DIRECTIONS FOR THIS TASK
Tally every line below where "handlebar" appears, then report the total alone.

[EXTRACTED RECORDS — start]

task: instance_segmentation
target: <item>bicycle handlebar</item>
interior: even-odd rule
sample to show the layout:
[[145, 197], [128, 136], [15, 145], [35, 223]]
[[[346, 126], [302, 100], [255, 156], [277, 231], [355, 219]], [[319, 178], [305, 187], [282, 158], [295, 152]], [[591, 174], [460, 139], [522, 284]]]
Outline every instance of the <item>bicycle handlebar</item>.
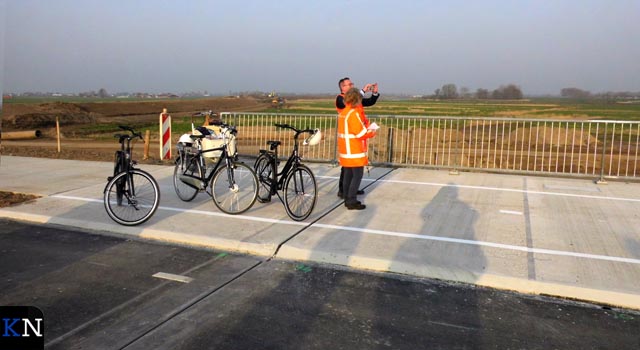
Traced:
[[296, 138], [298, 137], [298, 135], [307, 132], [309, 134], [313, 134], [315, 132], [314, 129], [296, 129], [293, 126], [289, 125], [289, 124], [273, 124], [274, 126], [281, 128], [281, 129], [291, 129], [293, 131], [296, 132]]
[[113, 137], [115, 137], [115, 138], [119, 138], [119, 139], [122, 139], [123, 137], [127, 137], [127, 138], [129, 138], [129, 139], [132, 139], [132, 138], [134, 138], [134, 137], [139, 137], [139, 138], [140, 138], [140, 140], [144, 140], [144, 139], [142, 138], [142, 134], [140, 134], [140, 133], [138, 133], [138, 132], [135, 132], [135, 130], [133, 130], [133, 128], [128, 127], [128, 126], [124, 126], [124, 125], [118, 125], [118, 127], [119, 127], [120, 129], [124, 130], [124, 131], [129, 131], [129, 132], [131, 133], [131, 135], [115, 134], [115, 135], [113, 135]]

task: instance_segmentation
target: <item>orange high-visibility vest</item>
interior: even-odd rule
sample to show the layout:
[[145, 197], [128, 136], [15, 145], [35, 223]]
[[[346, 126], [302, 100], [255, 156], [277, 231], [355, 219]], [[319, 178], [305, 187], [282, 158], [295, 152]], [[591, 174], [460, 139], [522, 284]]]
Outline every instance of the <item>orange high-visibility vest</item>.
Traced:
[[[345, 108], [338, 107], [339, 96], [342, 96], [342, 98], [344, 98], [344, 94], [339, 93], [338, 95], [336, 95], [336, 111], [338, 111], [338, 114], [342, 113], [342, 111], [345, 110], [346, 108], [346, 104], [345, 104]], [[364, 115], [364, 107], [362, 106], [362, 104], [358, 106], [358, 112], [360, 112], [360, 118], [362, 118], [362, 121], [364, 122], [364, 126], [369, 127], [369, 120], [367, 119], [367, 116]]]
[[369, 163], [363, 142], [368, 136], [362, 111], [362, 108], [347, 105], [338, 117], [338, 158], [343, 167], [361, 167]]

[EXTRACTED RECORDS — finish]
[EXTRACTED RECORDS — start]

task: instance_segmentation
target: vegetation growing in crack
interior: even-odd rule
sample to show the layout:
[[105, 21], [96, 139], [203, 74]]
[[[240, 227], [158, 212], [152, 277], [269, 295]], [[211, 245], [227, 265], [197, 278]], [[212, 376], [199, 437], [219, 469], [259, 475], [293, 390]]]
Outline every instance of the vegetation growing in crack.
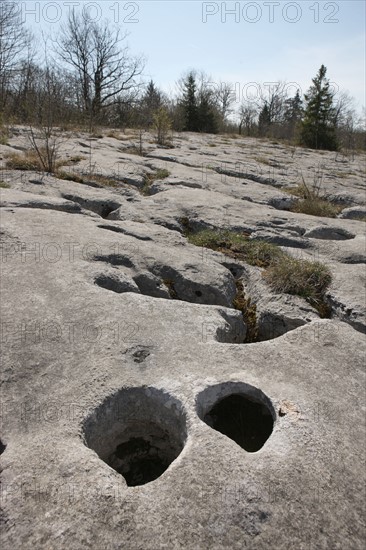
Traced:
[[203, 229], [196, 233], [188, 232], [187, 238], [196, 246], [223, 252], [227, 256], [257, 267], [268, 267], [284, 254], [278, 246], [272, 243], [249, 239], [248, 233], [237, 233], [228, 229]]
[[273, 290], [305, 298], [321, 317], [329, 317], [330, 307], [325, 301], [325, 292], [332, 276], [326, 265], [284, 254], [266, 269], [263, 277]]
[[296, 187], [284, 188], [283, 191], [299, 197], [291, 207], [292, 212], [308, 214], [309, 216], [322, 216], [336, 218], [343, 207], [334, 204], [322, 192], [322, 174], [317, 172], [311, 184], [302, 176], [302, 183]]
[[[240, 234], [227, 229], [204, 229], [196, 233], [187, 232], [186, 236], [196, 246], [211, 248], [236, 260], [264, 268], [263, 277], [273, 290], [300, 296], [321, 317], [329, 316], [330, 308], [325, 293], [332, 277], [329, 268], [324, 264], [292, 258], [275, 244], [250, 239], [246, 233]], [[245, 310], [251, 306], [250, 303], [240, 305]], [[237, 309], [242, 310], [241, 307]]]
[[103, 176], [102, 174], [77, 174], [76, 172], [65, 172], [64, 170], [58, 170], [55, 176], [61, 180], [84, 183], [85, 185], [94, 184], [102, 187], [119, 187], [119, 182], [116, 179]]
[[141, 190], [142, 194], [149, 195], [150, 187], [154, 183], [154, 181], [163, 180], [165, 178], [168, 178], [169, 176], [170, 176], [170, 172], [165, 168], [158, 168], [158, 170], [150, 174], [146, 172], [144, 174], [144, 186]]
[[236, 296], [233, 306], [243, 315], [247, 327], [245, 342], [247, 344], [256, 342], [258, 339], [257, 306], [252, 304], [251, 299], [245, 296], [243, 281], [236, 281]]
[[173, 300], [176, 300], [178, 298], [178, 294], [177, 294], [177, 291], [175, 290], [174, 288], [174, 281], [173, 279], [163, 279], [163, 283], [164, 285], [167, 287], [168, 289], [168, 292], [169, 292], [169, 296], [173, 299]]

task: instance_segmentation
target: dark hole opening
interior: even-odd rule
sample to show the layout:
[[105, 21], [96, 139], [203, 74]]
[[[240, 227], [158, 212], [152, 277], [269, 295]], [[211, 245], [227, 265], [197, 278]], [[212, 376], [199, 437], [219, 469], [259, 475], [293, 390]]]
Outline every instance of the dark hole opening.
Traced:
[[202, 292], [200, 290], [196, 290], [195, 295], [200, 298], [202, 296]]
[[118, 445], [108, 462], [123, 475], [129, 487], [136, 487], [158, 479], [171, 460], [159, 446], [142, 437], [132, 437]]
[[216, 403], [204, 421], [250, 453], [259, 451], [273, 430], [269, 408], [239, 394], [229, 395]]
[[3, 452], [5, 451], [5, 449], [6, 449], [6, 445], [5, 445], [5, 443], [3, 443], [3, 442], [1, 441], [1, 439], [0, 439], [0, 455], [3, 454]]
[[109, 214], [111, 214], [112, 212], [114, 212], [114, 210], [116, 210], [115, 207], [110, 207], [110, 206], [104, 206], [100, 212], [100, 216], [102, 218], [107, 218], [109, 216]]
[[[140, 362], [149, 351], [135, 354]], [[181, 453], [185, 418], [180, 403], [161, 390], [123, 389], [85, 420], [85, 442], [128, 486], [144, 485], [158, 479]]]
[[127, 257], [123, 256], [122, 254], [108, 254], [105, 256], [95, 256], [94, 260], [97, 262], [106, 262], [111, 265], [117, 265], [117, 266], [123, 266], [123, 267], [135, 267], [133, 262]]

[EXTRACTED RECORDS — finish]

TASK OUTPUT
2